-- Begin --

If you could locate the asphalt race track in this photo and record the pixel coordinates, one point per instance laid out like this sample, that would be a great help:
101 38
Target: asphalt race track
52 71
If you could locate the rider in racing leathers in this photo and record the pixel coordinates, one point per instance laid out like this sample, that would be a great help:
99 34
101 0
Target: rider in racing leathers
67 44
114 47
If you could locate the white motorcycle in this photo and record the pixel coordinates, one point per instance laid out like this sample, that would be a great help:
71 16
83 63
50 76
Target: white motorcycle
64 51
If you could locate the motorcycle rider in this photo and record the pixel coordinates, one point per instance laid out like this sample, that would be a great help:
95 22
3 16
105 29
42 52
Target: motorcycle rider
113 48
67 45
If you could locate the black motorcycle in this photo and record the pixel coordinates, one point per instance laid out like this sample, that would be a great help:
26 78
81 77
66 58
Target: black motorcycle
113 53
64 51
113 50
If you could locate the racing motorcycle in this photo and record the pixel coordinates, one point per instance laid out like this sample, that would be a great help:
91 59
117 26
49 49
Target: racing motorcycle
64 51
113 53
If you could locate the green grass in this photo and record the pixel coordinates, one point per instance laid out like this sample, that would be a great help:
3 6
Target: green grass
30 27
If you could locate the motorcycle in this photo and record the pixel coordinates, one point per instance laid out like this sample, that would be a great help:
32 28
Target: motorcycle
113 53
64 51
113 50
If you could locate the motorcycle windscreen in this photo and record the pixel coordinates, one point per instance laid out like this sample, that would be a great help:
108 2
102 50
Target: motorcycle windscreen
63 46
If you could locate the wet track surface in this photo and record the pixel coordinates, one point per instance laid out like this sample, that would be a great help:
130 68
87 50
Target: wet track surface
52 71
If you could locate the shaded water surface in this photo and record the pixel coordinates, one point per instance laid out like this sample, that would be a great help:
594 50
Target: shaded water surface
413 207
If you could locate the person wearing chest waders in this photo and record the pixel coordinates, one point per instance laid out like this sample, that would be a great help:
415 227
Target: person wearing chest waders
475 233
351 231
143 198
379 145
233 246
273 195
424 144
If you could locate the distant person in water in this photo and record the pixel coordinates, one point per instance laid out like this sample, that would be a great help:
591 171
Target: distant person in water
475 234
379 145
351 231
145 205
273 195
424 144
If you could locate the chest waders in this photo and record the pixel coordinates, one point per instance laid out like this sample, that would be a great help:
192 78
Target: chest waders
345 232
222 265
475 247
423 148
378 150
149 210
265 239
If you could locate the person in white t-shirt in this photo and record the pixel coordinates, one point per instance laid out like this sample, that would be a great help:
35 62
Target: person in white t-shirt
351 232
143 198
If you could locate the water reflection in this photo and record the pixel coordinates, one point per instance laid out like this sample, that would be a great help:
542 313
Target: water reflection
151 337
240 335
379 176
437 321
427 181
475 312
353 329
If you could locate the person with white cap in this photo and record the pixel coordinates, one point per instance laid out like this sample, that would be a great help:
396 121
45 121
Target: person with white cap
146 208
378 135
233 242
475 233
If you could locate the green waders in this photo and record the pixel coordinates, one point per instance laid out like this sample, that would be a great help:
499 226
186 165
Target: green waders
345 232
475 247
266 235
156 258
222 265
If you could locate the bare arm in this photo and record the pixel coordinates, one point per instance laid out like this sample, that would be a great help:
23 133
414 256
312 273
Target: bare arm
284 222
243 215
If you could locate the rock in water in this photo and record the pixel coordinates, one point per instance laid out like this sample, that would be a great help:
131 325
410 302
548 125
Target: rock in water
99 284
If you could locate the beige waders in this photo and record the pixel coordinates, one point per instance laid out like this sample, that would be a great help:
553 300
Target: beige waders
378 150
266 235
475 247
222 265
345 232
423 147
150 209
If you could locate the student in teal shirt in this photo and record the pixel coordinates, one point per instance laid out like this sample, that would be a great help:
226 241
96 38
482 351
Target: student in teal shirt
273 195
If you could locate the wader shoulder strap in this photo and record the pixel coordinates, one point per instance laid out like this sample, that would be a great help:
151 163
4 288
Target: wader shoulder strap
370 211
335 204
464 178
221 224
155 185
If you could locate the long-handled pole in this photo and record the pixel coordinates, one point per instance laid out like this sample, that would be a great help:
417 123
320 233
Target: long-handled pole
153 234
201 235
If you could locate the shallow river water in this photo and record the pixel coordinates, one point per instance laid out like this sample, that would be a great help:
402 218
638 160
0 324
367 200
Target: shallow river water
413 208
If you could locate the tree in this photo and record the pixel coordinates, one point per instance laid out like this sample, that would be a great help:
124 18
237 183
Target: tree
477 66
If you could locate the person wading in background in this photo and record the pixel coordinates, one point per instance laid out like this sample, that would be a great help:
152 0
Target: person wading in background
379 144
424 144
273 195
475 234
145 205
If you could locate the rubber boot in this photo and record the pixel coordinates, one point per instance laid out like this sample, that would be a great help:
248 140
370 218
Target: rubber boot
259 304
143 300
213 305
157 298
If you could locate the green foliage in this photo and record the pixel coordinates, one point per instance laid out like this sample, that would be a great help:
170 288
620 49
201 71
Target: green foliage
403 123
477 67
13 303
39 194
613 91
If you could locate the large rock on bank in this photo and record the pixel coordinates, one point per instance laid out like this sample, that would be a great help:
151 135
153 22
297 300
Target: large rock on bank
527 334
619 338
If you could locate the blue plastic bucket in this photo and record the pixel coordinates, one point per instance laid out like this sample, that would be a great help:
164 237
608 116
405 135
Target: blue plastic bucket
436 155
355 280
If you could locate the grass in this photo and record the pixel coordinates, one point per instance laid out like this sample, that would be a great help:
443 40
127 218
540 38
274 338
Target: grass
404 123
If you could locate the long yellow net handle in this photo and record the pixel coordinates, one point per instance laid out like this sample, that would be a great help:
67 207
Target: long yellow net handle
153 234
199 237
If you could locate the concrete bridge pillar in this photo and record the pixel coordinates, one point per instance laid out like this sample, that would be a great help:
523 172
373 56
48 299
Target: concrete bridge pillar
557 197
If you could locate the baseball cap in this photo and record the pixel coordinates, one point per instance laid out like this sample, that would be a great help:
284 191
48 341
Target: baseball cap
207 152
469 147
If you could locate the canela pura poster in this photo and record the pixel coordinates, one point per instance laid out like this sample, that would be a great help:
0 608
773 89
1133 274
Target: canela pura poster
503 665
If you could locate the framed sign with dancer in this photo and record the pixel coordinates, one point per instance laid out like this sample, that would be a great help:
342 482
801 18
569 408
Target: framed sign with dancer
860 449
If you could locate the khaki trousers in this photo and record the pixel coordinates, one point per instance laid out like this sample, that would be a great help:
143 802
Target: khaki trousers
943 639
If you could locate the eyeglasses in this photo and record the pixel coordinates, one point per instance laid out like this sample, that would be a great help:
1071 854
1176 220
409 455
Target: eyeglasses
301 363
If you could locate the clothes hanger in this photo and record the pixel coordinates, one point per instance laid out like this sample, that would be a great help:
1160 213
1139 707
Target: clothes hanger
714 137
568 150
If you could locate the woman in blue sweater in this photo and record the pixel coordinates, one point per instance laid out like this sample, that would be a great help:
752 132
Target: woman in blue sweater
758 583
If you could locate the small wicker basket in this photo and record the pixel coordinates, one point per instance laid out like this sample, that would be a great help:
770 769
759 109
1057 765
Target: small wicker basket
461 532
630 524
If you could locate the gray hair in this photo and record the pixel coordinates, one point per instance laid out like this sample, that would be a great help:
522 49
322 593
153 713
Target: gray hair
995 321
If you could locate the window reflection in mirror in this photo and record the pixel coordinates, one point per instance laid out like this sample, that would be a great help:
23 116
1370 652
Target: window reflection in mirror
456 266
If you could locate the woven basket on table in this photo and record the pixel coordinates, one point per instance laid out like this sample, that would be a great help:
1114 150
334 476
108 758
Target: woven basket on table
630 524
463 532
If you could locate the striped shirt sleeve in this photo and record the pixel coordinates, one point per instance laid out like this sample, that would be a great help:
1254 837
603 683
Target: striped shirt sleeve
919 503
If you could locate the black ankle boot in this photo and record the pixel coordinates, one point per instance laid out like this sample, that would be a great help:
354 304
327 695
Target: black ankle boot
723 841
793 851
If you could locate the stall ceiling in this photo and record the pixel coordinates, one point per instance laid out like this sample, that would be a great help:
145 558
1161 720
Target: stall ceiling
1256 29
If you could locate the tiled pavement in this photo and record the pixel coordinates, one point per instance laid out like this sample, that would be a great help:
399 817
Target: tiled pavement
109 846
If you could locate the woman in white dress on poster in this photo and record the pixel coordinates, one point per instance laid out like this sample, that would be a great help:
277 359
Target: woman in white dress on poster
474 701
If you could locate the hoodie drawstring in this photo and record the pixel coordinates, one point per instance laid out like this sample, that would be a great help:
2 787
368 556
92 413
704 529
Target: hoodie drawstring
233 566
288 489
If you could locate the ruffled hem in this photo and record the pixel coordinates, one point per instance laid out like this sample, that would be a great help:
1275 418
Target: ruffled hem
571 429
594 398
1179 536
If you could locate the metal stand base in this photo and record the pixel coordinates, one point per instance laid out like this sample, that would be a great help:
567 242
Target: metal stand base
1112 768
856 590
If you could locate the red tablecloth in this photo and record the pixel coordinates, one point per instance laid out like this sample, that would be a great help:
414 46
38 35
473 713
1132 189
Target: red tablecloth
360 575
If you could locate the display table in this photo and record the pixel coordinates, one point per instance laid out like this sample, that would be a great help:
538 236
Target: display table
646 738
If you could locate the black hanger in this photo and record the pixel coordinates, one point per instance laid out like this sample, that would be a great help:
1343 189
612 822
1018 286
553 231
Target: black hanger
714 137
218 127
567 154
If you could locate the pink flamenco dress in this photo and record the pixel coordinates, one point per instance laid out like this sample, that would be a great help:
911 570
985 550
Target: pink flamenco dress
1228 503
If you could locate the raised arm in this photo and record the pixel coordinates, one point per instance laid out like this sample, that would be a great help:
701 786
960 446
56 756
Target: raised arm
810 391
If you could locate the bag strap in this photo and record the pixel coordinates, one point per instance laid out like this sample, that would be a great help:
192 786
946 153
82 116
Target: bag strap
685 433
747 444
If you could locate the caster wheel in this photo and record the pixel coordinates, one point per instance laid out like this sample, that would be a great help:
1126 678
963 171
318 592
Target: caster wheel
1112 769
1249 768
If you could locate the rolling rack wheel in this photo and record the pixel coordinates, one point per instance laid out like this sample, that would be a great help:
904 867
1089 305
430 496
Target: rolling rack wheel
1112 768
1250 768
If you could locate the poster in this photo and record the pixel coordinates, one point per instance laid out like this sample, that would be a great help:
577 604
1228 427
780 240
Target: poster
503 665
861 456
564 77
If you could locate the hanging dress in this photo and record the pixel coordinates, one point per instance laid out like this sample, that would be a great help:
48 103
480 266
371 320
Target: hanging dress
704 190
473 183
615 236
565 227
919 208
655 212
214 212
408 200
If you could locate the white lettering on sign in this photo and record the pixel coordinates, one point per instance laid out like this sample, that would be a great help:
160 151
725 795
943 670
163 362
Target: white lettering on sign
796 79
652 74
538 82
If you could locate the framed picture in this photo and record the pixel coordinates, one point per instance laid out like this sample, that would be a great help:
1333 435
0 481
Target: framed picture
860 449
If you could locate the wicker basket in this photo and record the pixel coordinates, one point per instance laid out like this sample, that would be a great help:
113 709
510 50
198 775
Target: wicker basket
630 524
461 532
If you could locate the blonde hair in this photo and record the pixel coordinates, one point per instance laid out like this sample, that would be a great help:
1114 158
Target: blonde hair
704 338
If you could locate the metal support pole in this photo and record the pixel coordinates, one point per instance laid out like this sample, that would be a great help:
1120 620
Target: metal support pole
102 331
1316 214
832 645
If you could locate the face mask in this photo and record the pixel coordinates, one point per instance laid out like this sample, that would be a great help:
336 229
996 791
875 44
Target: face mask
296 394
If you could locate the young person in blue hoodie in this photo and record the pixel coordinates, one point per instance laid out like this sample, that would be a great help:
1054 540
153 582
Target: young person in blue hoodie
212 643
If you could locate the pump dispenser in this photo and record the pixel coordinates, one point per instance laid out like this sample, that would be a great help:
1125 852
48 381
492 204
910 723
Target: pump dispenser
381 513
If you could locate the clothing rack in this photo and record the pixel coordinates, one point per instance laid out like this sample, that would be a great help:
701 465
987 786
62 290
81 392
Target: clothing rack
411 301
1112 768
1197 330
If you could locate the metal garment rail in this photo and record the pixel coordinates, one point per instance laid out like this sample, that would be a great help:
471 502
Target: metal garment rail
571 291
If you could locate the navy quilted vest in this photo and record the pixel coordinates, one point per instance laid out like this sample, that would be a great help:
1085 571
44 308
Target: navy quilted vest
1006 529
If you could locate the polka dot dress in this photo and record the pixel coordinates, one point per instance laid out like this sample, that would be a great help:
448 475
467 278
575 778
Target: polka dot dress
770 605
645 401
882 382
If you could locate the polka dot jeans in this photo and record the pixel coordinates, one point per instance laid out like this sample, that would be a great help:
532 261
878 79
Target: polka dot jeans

-- End --

GOAL:
Reproduce verbatim every line of the records, from the line containing "If you could locate the navy" up to and including the final line of the records.

CORRECT ANSWER:
If you could locate the navy quilted vest in this photo and record the pixel coordinates, one point per instance laid out like this sample, that would be a great help:
1085 571
44 308
Target: navy quilted vest
1006 529
If you could locate the polka dot dress in this photo and record the pixel coordinates, one point per instance laid out like this sample, that would be a great help:
448 475
467 278
575 778
Target: polka dot dress
770 605
645 401
882 382
If you could locate the polka dot jeans in this photo and record the pixel coordinates, one point per instance laid out like this sample, that would be a great help:
532 261
878 79
Target: polka dot jeans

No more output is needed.